PROVIDED DATA:

▽

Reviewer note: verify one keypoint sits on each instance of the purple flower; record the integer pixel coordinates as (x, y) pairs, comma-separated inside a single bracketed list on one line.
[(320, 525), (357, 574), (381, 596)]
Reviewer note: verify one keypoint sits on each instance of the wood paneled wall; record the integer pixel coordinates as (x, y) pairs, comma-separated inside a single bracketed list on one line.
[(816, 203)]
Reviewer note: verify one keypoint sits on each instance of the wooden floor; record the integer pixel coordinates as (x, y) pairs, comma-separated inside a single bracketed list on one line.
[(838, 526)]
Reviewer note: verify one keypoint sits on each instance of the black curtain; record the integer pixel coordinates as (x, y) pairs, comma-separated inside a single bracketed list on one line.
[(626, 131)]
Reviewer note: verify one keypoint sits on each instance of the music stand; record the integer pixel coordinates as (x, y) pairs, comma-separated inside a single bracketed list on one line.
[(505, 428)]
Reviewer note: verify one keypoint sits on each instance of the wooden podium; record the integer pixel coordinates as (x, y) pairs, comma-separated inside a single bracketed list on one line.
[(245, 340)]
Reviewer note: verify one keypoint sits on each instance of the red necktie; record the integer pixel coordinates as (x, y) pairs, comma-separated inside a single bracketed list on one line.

△

WORK REQUEST: Copy the whole listing, word for word.

TASK SOLUTION:
Reviewer note: verify one keypoint sits on each instance of the purple flower; record the integer pixel coordinates as (x, y) pairs, comma-separated inside a single bracketed list on one line.
[(320, 525), (357, 574), (381, 596)]
Reviewer note: verify one keypoint sits on each instance of the wood paneled wall; record the integer pixel coordinates as (x, y) pairs, comma-separated inside a single bracketed list on one line.
[(816, 203)]
Reviewer note: verify one keypoint sits on each instance of the wooden floor; record the integer pixel coordinates as (x, y) pairs, comma-separated inside a single bracketed list on one line.
[(838, 526)]
Reviewer note: verify one keypoint sits on each instance of the black curtain; record the integer pixel coordinates as (x, y) pairs, comma-separated inside a single bracketed list on one line.
[(626, 131)]
Reviewer note: verify one keypoint sits on each instance of the music stand; record the integer pixel coordinates as (x, y) pairs, comma-separated inside a single bracketed list on one line.
[(505, 428)]
Reviewer note: verify one keypoint sits on each instance of the wooden podium; record the integer pixel coordinates as (x, y) pairs, comma-separated inside a single bracketed list on one line.
[(245, 340)]
Reviewer note: verify one keypoint sits on each instance of the red necktie; record the integer pixel coordinates as (x, y) pairs, comma-separated inside a single bracketed list on one line.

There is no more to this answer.